REQUIRED WORK:
Recast the material as a numbered list, starting at its first line and ending at the line containing "M 89 19 L 50", and leave out any blank lines.

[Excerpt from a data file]
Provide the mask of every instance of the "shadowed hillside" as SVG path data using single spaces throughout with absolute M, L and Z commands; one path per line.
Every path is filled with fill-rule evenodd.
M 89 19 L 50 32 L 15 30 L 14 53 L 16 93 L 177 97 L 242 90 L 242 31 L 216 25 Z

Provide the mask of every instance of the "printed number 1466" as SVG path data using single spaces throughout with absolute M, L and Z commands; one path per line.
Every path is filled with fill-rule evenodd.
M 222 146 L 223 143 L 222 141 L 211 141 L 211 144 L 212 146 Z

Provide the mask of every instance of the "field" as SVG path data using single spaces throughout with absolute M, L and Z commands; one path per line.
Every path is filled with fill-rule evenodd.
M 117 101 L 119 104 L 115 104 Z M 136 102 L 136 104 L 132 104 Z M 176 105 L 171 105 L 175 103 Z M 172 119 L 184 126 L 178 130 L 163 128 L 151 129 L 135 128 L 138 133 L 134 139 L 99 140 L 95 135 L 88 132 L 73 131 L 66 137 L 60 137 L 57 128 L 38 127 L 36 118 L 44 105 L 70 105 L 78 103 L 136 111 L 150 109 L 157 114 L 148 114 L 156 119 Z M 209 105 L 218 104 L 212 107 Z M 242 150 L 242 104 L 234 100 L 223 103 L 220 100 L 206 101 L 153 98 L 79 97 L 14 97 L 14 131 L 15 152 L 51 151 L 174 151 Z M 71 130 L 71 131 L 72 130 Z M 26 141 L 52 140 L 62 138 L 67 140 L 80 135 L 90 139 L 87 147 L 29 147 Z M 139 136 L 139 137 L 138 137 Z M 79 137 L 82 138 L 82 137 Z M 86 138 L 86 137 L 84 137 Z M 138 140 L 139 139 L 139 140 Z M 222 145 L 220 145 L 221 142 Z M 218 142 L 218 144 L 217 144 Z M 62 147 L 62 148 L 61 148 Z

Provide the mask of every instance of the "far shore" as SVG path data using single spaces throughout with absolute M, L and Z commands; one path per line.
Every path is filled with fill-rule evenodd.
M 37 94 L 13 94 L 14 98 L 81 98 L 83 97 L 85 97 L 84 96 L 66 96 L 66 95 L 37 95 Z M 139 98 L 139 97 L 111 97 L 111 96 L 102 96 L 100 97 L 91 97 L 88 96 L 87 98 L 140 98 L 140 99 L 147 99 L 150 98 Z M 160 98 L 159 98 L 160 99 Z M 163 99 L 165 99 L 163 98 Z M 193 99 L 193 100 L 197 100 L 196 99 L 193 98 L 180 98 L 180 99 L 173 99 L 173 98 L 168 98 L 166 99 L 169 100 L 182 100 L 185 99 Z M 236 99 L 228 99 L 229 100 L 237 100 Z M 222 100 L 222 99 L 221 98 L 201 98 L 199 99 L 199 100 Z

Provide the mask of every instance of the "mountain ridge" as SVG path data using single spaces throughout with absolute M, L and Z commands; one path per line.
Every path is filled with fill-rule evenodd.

ANSWER FOR THE TASK:
1. Provide the mask of every instance of the "shadowed hillside" as SVG path data using single spaces throughout with absolute M, L and Z commands; one path per line.
2. Every path is filled with fill-rule evenodd.
3. M 89 19 L 50 32 L 15 30 L 14 53 L 16 93 L 177 97 L 242 90 L 242 31 L 216 25 Z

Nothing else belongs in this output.